++++ Source records ++++

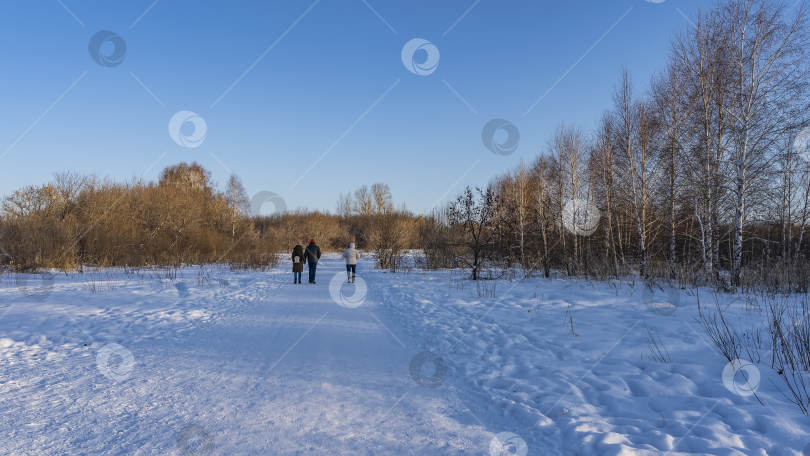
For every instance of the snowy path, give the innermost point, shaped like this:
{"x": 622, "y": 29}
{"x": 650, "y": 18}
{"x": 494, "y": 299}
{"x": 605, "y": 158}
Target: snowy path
{"x": 257, "y": 366}
{"x": 226, "y": 362}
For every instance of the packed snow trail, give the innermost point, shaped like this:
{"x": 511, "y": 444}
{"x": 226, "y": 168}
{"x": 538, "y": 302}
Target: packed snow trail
{"x": 255, "y": 366}
{"x": 206, "y": 360}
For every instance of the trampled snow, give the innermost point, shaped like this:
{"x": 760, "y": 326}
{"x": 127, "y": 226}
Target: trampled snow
{"x": 214, "y": 361}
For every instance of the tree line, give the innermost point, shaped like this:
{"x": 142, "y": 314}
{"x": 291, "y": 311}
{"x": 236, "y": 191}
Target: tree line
{"x": 703, "y": 176}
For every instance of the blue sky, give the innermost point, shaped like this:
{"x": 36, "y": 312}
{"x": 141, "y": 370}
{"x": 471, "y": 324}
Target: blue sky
{"x": 311, "y": 99}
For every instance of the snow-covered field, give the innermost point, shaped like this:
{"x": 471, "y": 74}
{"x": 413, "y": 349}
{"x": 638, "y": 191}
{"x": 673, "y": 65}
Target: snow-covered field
{"x": 220, "y": 362}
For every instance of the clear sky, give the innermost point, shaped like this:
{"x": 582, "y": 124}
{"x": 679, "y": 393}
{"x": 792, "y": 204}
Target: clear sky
{"x": 309, "y": 99}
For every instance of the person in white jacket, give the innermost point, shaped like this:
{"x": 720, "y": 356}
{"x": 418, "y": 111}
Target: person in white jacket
{"x": 351, "y": 255}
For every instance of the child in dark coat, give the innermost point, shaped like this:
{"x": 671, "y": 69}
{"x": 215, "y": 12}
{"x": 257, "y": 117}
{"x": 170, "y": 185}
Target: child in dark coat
{"x": 298, "y": 263}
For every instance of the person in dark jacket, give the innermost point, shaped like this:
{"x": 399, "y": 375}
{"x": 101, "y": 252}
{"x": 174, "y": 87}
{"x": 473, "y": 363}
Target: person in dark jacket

++++

* **Your objective**
Search the records above for "shaped". Copy each line where it is found.

* **Answer**
For every instance of the snowy path, give the innermost point, shaped like this:
For every instance of the packed snow trail, give the innermost point, shaped like this:
For every instance of the trampled snow, give the innermost point, shaped like this:
For every instance of the tree line, give the innermost point, shaped like this:
For every instance of the blue sky, give the innermost point, shaped like this:
For every instance of the snow-covered field, give the innermost point, shaped like this:
For every instance of the clear sky, give the innermost point, shaped like this:
For every instance of the person in white jacket, give the innermost point, shaped like this:
For every instance of the child in dark coat, give the innermost point, shaped like this:
For every instance of the person in dark jacket, give the innermost point, shaped like this:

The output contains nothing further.